Particle A of mass `m_A=m/2` moving along the x - axis with velocity `v_0` collides elastically with another particle B at rest having mass `m_B=m/3` . If both particles move along the x - axis after the collision , the change `Deltalamda` in de - Broglie wavelength of particle A , in terms of its de - Broglie wavelength `(lamda_0) ` before collision is :

Applying momentum conservation `(m)/(2) xx v_(0) + (m)/(3) xx (0)= (m)/(2) v_(A) + (m)/(3) v_(B)`
`= (v_(0))/(2) = (v_(A))/(2) + (v_(B))/(3)` ...(i)
Since, collsion is elastic (e=1)
`e=1 = (v_(B)- v_(A))/(v_(0))rArr v_(0)= v_(B)- v_(A)` ...(ii)
on solving eq (i) & (ii): `v_(A)= (v_(0))/(5)`
Now, de-Broglie wavelength of A before collision: `lamda_(0)= (h)/(m_(A) v_(0))= (h)/(((m)/(2))v_(0))`
`rArr lamda_(0)= (2h)/(mv_(0))`
Final De-Broglie wavelength
`lamda_(f)= (h)/(m_(A) v_(0))= (h)/((m)/(2) xx (v_(0))/(5)) rArr lamda_(f)= (10h)/(mv_(0))`
Now, `Delta lamda= lamda_(f)- lamda_(0)`
`Delta lamda= (10h)/(mv_(0))- (2h)/(mv_(0))`
`rArr Delta lamda= (8h)/(mv_(0)) rArr Delta lamda= 4 xx (2h)/(mv_(0))`
`rArr Delta lamda= 4lamda_(0)`

Material.
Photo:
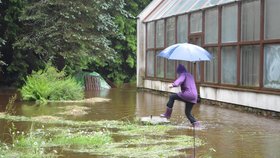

Problem description.
Reproduce, character for character, the stretch of the collision problem above from "Particle A of" through "is elastic (e=1)".

Completed exercise.
Particle A of mass `m_A=m/2` moving along the x - axis with velocity `v_0` collides elastically with another particle B at rest having mass `m_B=m/3` . If both particles move along the x - axis after the collision , the change `Deltalamda` in de - Broglie wavelength of particle A , in terms of its de - Broglie wavelength `(lamda_0) ` before collision is :

Applying momentum conservation `(m)/(2) xx v_(0) + (m)/(3) xx (0)= (m)/(2) v_(A) + (m)/(3) v_(B)`
`= (v_(0))/(2) = (v_(A))/(2) + (v_(B))/(3)` ...(i)
Since, collsion is elastic (e=1)